Passage provided:
———
The managing director, Mrs Hunwicks said when the children reach 15 years, they are taken back to their people.They are graduated.
Meanwhile, at the centre, normal children are sometimes allowed to join the mentally handicapped in their activities so that they integrate with each other and that helps for easy adaptation into society after graduation, when the children are returned home.
“To us, returning the children is unfortunate but we can’t help it because we don’t have enough fund to be able to maintain them beyond that age so we leave them to go home,” she said.
“Initially, we wanted to set up a satellite unit where after here they will be going for another stage but that could not work due to funding,” the MD said.
However, the main pressing concern for Hart House for now is not the satellite unit, though important, but the continued sustainability of the current centre.
“The most difficult challenge for us at the moment is food, the everyday meal of the children, and salary of the staff,” Mrs Hunwicks said, adding that the centre has 15 staff and the children take three meals a day.
Currently, the operation of the centre is mainly supported by the friends and colleagues of the founder as well as organisations and institutions mainly in The Netherlands but also in England, USA, and Finland, among other countries.
“Also, we do get random support from tourists who used to pay a visit here and appreciate our work,” the MD said.
However, she lamented that since last year, the support from tourists has declined significantly because the tourism season has not been good and that makes operation at Hart House much more difficult.
“We are appealing to everyone who has a great heart to extend a helping hand to us,” she said.“Like any other children, mentally handicapped children have right to live a better life.”
Mrs Hunwicks emphasised that help from any person or institution in cash or kind will be appreciated.
On its website, Hart House said although it costs £20 a month to sponsor a child at the centre, any amount will be a real help.
“We have one elderly lady who pays £2 a month from her pension and that really makes a difference,” they said on the website.“Hart House needs a ‘regular’ income and if we can get a number of regular payments coming in then it would make things a lot easier.”
Playground donation
Meanwhile, two playground swings were recently donated to Hart House by Gambia Speelt Mee, a Dutch charity foundation that mainly gives playgrounds and desks to schools in The Gambia.
———
Request 1: Rewrite the paragraph of the Hart House article that begins "Currently, the operation of the centre" in a single shorter sentence, keeping its main facts.
Request 2: Write out the part of the Hart House article that begins at the words "However, she lamented" and stops after the words "will be appreciated.".

Supplied material:
———
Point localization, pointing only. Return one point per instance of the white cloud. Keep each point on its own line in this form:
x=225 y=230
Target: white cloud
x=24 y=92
———
Answer 1: The centre is funded mainly by the founder's friends and colleagues and by organizations and institutions, chiefly in The Netherlands but also in England, the USA, Finland and other countries.

Answer 2:
However, she lamented that since last year, the support from tourists has declined significantly because the tourism season has not been good and that makes operation at Hart House much more difficult.
“We are appealing to everyone who has a great heart to extend a helping hand to us,” she said.“Like any other children, mentally handicapped children have right to live a better life.”
Mrs Hunwicks emphasised that help from any person or institution in cash or kind will be appreciated.